Tâche demandée 1 » Recopiez mot pour mot, dans la critique du manga Heibon Punch, tout ce qui va de « Et comme si » jusqu'à « améliorée foncièrement repoussante. ».
Tâche demandée 2 » Rédigez la suite de la critique du manga Heibon Punch en reprenant juste après sa dernière phrase.

Texte fourni »
============================================================

Heibon Punch

de

Ne vous laissez pas abuser par ce pseudonyme — George Asakura est, en réalité, une femme. Pour un magazine manga, Ikki bénéficie pour sûr d’un mélange de lectorats intéressant. Même si tous les magazines présentent naturellement un lectorat composé de lecteurs des deux sexes, en général la cible est solidement installée dans l’un des deux camps. Même le Shûkan Shônen Jump, qui touche étonnament un grand nombre de femmes (même si cela pourrait être plus simplement la conséquence de sa visibilité grand-public), revendique des valeurs très clairement masculines dans son concept : compétition, effort, victoire.
Ikki, pourtant, semble s’adresser à des publics aussi variés que possible. Aux auteurs dont les œuvres ne sont pas particulièrement destinées à un sexe ou l’autre (Igarashi Daisuke, Kuroda Iô, Matsumoto Taiyô, Nihonbashi Yoko, Natsume Ono), les productions plus ciblées vont de l’offre SF/violence la plus masculine (Dorohedoro, Freesia par Matsumoto Jirô, ou Bokurano par Kitô Mohiro) aux séries créées par et/ou destinées aux femmes (Iwaoka Hisae, Period par Yoshino Sakumi, ou encore le tout nouveau «boy’s love» Seishun Sobat).
Dans ce contexte, le Heibon Punch de George Asakura est ici parfaitement à sa place, puisqu’il combine les éléments de différents styles pour produire un pastiche des plus inhabituels.

Bien que je n’aie pas lu les autres œuvres d’Asakura, un rapide tour d’horizon des couvertures et résumés présents sur son site officiel laisse supposer qu’elle a fait son lot de séries shôjo. Ceci étant, un simple coup d’œil à Heibon Punch suffit à faire voler en éclats l’idée qu’il s’agirait là d’une banale histoire d’une jeune fille rencontrant son Prince Charmant.
Mashima Aki est un réalisateur de cinéma trentenaire, bedonnant et acnéique, qui se trouve aussi être limite lolicon avec une phobie des gros seins. Wanibuchi Mika est une actrice à l’ambition dévorante, très modestement dotée au niveau mammaire, et obsédée par l’idée d’avoir une paire de seins qui rendrait jalouse Pamela Anderson. Peu après leur première rencontre, Mika commet le meurtre d’une célèbre et pulpeuse idol, et Mashima décide de la suivre dans sa fuite, filmant leur vie en cavale.
Et comme si cette trame n’était pas suffisamment étrange, Asakura rajoute quelques bizarreries. Mashima est attiré par la silhouette prépubère de Mika, un corps qu’elle déteste. Elle est attirée par son apparence adipeuse, mais chaque fois que Mashima devient un peu trop énamouré, il se transforme du jour au lendemain en une version svelte et élégante de lui-même, une transformation que les personnages acceptent sans broncher, et qui est attribuée au «pouvoir de l’amour». Et cela va sans dire, Mika trouve cette version améliorée foncièrement repoussante.
Enfin, en plus de cette transformation «magique», une bonne partie de l’histoire tourne autour du mythique «Village des Gros Seins», une sorte de mélange entre un El Dorado de la libido masculine et un tour organisé des casinos pour le troisième âge.

============================================================

Lignes »
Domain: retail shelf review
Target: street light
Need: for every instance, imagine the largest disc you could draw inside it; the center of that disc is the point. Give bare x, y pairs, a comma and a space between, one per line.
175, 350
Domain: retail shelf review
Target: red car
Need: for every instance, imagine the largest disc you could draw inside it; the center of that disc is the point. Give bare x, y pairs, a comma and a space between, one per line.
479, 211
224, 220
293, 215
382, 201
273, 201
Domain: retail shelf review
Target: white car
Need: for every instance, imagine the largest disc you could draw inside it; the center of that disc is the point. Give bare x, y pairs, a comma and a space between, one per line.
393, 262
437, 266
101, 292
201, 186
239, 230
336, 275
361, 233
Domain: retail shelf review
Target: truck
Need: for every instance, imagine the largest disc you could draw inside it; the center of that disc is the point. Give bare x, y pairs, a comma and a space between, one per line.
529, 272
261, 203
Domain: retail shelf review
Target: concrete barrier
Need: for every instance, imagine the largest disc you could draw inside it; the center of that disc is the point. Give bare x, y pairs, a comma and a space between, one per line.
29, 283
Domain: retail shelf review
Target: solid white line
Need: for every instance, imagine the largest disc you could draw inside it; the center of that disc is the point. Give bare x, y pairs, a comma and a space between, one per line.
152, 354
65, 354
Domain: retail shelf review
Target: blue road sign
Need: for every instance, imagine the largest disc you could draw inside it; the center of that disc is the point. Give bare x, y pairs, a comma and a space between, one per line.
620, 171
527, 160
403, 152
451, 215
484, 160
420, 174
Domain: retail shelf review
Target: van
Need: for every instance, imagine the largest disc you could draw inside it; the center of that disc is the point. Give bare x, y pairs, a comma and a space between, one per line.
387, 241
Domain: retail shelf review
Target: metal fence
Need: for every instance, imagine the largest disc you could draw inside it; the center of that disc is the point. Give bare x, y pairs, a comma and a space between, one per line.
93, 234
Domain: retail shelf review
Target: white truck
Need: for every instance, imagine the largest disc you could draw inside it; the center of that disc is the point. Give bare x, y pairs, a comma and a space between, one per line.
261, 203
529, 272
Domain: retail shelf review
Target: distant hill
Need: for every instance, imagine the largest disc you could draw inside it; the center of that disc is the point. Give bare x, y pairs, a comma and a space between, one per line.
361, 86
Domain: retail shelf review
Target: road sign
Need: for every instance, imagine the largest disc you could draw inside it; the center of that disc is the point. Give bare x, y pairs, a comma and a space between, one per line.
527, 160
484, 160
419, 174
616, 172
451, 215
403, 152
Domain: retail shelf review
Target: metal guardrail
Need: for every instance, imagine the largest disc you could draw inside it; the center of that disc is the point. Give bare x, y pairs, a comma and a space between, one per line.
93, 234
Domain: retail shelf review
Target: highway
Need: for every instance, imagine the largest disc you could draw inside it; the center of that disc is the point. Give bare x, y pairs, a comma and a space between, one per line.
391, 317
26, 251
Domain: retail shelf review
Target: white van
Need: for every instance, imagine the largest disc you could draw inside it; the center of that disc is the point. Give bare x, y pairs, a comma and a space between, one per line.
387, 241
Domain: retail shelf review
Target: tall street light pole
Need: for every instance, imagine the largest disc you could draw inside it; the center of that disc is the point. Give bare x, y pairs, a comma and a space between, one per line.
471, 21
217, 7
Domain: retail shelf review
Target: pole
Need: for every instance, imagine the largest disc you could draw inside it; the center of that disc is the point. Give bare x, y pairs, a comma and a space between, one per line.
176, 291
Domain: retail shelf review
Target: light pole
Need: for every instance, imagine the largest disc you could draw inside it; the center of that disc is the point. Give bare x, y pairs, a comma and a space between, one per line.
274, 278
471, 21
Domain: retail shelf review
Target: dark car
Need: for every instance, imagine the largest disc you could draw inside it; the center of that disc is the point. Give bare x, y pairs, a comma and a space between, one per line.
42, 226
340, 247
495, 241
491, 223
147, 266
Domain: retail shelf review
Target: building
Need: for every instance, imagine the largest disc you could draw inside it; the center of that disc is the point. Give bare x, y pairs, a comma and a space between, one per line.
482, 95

============================================================

Réponse attendue 1 »
Et comme si cette trame n’était pas suffisamment étrange, Asakura rajoute quelques bizarreries. Mashima est attiré par la silhouette prépubère de Mika, un corps qu’elle déteste. Elle est attirée par son apparence adipeuse, mais chaque fois que Mashima devient un peu trop énamouré, il se transforme du jour au lendemain en une version svelte et élégante de lui-même, une transformation que les personnages acceptent sans broncher, et qui est attribuée au «pouvoir de l’amour». Et cela va sans dire, Mika trouve cette version améliorée foncièrement repoussante.

Réponse attendue 2 »
Comme on peut le voir, Asakura joue vraiment avec le feu. Ce manga est sur le fil du rasoir entre les gags furieusement drôles et surréalistes, et la romance incendiaire et violente entre les deux personnages principaux. Toutes les idées possibles pour compliquer leur relation sont mises en œuvre sans reserve. Mashima est déchiré entre l’envie de sublimer son road-movie avec Mika pour regagner son prestige de réaliateur et ses sentiments pour elle, et elle aussi doit faire la part entre leur relation et le fait de jouer intégralement son «rôle» dans son film, sa première marche sur l’escalier de la gloire.
Que les cœurs s’enflamment un peu trop, et le fait que chacun désire être ce que l’autre rejette rétablit une distance. Asakura maîtrise avec brio les dynamiques des romances adultes dans cette relation d’amour/haine, et met ce talent en application à la vitesse d’une fusée. Aussi fascinante qu’elle puisse être, cette relation extrêmement imprévisible et complexe m’est souvent étrange et incompréhensible, bien qu’il soit clair dans la manière dont Asakura dépeint cette relation extrême et hyper-stylisée que l’identification du lecteur aux personnages n’est pas vraiment la priorité numéro un.

Au diapason d’une trame narrative peu orthodoxe, le dessin d’Asakura semble se situer dans une zone intermédiaire entre les stéréotypes des genres propres à chaque sexe. Ses personnages ont indéniablement une allure shôjo/josei, mais l’utilisation de trames en guise de décor ainsi que la pratique récurrente d’ignorer totalement les décors qui sont si fréquent dans les séries shôjo habituelles, est totalement absent ici. L’accent est souvent mis sur l’intégration des personnages dans l’arrière-plan dans sa mise en page, et il y a suffisamment de détails pour que l’on sent la présence des décors.
Ceci, rajouté à des éléments de contenu plus particulièrement destinés à la partie mâle du public — une abondance de seins généreux et dénudés, des scènes de meurtres — fait du produit fini un titre qui relève à la fois des styles de manga masculin et féminin.

(Cette chronique est parue originellement sur le blog de Stephen Paul, Robots Never Sleep)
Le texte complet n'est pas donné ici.